## [LIST OF TASKS]
• a. Please reproduce the passage about power word for word, starting at "Physically speaking, power" and ending at "and emotional poverty.".
• b. In one to three sentences, explain why the passage about power sets the current paradigm's call for responsibility against a place like Bowdoin.

## [TEXT UNDER STUDY]

BEGIN

Physically speaking, power is work over time. The antiquated paradigm uses this equation to control and exploit. It finds comfort in the freedom to dictate what gets done and when. The current paradigm is asking us to take responsibility for our reality, which cannot exist in the kind of isolation that a place like Bowdoin feeds. This paradigm is asking for authenticity. It requires us to collapse the false timeline that a Bowdoin degree creates, to recognize that our power exists in the present, to identify our needs and natural abilities, and to stop holding back for the sake of moving “forward.” This paradigm is asking us to recognize the difference between embodying compassion, and compulsive people-pleasing; between mutual support and solidarity built through consistent dialogue, and paternalistic charity fueled by physical and emotional poverty.

END

Image point grounding rows:
BEGIN

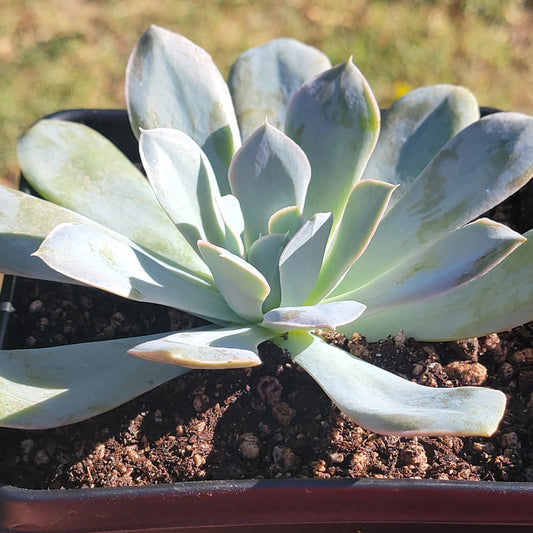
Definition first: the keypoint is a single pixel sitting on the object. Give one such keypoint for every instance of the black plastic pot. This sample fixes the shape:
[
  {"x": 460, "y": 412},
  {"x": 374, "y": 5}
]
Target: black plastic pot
[{"x": 301, "y": 505}]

END

## [SOLUTIONS FOR EACH TASK]
• a.
Physically speaking, power is work over time. The antiquated paradigm uses this equation to control and exploit. It finds comfort in the freedom to dictate what gets done and when. The current paradigm is asking us to take responsibility for our reality, which cannot exist in the kind of isolation that a place like Bowdoin feeds. This paradigm is asking for authenticity. It requires us to collapse the false timeline that a Bowdoin degree creates, to recognize that our power exists in the present, to identify our needs and natural abilities, and to stop holding back for the sake of moving “forward.” This paradigm is asking us to recognize the difference between embodying compassion, and compulsive people-pleasing; between mutual support and solidarity built through consistent dialogue, and paternalistic charity fueled by physical and emotional poverty.

• b. The current paradigm asks us to take responsibility for our reality, and that reality cannot exist in isolation. A place like Bowdoin feeds that kind of isolation.